━━ Отрывок ━━
В Ново-Екатерининской больнице посреди этой вакханалии патологоанатому Рапопорту рассказали следующее: в дверь квартиры пожилого врача Россельса, направившего Берлина в больницу, позвонили, как водится, ночью. Жена открыла и убедилась в наихудших подозрениях. В семье и так было горе – накануне умер сын. Приход энкавэдэшников в дом едва не добил стариков. Россельс стал собирать «тревожный» чемодан, хотя визитёры просили ничего с собой не брать. Всю дорогу в машине он мучительно выискивал в своей голове причины, по которым его можно было бы арестовать, но ничего путного на ум не приходило. Размышления прервались, когда машина остановилась у подъезда Ново-Екатерининской больницы.
Его встретил профессор Лукомской и тут же стал рассказывать, с каким заболеванием Россельс на самом деле отправил пациента к ним в приёмный покой. Освобождённый от мнимого репрессивного будущего, перевозбуждённый доктор попросил только одного: позвонить жене. И Лукомской ему, конечно, разрешил. Тот взял трубку, набрал номер и, когда на другом конце ответила супруга, взволнованно заговорил: «Это я. Я звоню из Ново-Екатерининской больницы. Подозревают, что я мог заразиться чумой от больного. Поэтому не волнуйся, оказывается, ничего страшного, о чем мы с тобой думали. Это просто чума!»
━━━
━━ Исходные материалы ━━
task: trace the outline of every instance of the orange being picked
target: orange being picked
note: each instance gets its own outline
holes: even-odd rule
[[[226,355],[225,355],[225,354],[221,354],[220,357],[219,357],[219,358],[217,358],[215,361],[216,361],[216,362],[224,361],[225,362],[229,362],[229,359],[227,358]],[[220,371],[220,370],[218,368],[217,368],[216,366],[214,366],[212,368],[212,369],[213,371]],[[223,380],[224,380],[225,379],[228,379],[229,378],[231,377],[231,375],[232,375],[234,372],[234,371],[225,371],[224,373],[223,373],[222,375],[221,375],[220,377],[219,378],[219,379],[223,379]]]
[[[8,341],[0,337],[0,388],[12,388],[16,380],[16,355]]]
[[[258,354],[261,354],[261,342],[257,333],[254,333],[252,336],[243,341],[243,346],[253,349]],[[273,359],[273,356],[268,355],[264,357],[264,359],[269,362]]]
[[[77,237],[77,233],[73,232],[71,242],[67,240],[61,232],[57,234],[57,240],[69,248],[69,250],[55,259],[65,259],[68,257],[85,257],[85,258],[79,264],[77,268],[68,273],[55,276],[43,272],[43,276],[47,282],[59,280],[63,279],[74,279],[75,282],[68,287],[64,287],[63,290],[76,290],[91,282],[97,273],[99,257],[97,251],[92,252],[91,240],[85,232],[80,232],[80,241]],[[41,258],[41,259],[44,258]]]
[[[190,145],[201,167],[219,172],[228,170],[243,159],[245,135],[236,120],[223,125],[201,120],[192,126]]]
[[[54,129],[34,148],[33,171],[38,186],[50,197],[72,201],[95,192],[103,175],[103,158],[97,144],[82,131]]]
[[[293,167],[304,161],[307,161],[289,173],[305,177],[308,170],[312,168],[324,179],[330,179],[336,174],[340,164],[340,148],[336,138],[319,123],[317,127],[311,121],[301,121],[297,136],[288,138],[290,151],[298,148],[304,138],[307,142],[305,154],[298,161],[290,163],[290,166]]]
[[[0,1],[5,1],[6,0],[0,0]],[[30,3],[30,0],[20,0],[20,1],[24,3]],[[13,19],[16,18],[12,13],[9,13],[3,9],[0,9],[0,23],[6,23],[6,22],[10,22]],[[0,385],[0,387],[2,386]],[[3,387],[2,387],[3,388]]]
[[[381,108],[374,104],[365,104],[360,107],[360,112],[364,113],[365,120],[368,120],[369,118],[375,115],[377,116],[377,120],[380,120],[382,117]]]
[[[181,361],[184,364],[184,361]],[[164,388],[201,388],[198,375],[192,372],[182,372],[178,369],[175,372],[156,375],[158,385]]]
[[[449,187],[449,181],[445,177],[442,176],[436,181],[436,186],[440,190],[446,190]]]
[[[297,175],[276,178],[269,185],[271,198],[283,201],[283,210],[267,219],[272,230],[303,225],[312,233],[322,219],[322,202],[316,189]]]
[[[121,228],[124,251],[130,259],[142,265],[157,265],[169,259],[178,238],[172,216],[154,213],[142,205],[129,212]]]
━━━
Вопросы для ответа:
- a) Извлеките из отрывка о Россельсе фрагмент без изменений, начиная со слов «В Ново-Екатерининской больнице» и заканчивая словами «подъезда Ново-Екатерининской больницы.».
- b) Ответьте на вопросы по отрывку о Россельсе.
(i) Какое горе случилось в семье Россельса накануне?
(ii) Кто встретил Россельса в Ново-Екатерининской больнице?
(iii) О чём попросил Россельс, узнав, зачем его привезли?
- c) Продолжите отрывок о Россельсе с того места, на котором он заканчивается.

Ответы по заданиям:
- a)
В Ново-Екатерининской больнице посреди этой вакханалии патологоанатому Рапопорту рассказали следующее: в дверь квартиры пожилого врача Россельса, направившего Берлина в больницу, позвонили, как водится, ночью. Жена открыла и убедилась в наихудших подозрениях. В семье и так было горе – накануне умер сын. Приход энкавэдэшников в дом едва не добил стариков. Россельс стал собирать «тревожный» чемодан, хотя визитёры просили ничего с собой не брать. Всю дорогу в машине он мучительно выискивал в своей голове причины, по которым его можно было бы арестовать, но ничего путного на ум не приходило. Размышления прервались, когда машина остановилась у подъезда Ново-Екатерининской больницы.

- b)
(i) Накануне умер сын.
(ii) Его встретил профессор Лукомской.
(iii) Он попросил разрешения позвонить жене.

- c)
Вскоре после Берлина и Горелика умер парикмахер из «Националя» – его имя так и осталось неизвестным. К счастью, все остальные инфицирования избежали. Ничего страшного не произошло и с коллегами Берлина, которые вместе с ним испытывали штамм чумы на себе. И Туманский, и Коробкова остались в живых и – что немаловажно – на свободе. Среди врачей ходили слухи, что когда Сталину донесли о происшествии, он после долгого молчания сказал лишь: «Снова евреи…» Ни о каких карательных мероприятиях не обмолвился – более того, многие участники ликвидации возможной эпидемии получили ордена и премии. Чуть позже – уже в 1952 году – Сталинскими премиями были награждены коллеги Берлина – Коробкова и Туманский.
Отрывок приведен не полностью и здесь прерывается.